**EXERCISE BRIEF**
Copy out, in full, every line from the one holding "TARGET = dark wooden table" through the last line, inclusive. In each copied line, multiply every point coordinate by 2.4 and round to a whole number, rounding halves up.

**RECORDS FOR THIS EXERCISE**
____________

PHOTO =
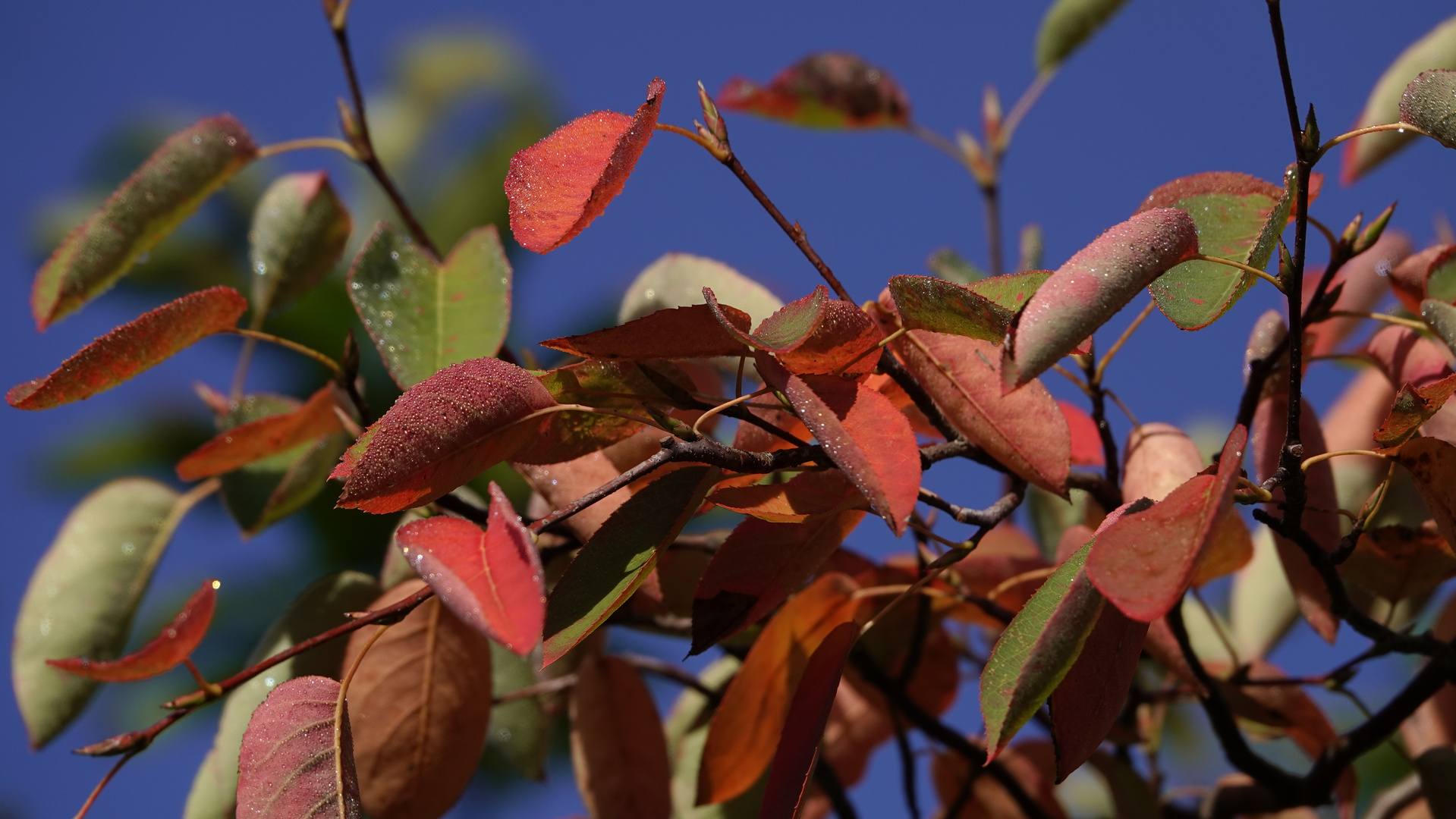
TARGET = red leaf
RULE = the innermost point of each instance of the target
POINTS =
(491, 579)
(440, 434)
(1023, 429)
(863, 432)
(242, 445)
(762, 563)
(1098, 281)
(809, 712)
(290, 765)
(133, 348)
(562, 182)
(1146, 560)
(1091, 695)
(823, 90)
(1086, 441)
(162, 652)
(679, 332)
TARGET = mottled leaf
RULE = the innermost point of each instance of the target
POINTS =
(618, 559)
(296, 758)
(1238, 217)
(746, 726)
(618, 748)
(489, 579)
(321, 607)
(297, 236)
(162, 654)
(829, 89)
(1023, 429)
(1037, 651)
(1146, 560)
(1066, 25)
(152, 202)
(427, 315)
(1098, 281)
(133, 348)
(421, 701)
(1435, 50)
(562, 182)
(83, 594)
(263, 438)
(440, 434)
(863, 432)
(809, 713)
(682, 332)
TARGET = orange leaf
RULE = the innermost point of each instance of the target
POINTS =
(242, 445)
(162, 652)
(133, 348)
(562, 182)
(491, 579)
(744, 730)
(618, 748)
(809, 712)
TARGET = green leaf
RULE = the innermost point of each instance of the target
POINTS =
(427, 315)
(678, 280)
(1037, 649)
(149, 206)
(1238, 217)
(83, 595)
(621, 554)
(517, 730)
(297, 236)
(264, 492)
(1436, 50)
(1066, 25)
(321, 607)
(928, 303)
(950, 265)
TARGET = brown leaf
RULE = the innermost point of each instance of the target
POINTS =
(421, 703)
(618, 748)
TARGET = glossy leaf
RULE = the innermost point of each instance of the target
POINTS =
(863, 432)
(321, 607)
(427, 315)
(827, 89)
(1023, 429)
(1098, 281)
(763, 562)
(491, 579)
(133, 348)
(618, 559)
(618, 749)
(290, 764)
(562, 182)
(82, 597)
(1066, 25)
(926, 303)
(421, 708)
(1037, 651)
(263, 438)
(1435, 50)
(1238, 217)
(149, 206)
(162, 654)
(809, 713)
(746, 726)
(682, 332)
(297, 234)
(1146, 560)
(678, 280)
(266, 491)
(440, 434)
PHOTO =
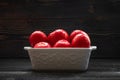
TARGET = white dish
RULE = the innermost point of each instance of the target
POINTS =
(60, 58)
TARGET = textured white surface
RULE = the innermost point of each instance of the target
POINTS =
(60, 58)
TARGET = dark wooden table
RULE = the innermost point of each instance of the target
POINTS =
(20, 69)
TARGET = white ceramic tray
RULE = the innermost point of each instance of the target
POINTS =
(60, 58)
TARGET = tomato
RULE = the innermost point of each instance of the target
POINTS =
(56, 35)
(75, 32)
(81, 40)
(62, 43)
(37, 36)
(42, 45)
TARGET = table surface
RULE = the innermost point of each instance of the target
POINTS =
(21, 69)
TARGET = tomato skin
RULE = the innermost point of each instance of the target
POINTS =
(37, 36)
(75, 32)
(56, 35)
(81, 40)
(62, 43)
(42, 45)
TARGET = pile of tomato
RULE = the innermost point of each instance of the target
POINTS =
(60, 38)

____________

**SOLUTION BELOW**
TARGET = dark wooden table
RULE = the innermost point of each instance of the target
POINTS =
(48, 166)
TARGET = white ceramic tray
RULE = the innermost point of each instance of the target
POINTS =
(144, 139)
TARGET = tomato
RULE = the innermost point of each instance of the target
POINTS =
(134, 84)
(180, 77)
(194, 96)
(149, 103)
(89, 86)
(101, 108)
TARGET = table surface
RULE = the innermost point of each instance of the target
POINTS =
(50, 166)
TARGET = tomato skin
RULE = the innermost point of each instance of the target
POINTS =
(89, 86)
(180, 77)
(134, 84)
(194, 96)
(149, 103)
(101, 108)
TARGET = pile of tomato
RULE = the innermost point of each instance of the target
POINTS =
(144, 91)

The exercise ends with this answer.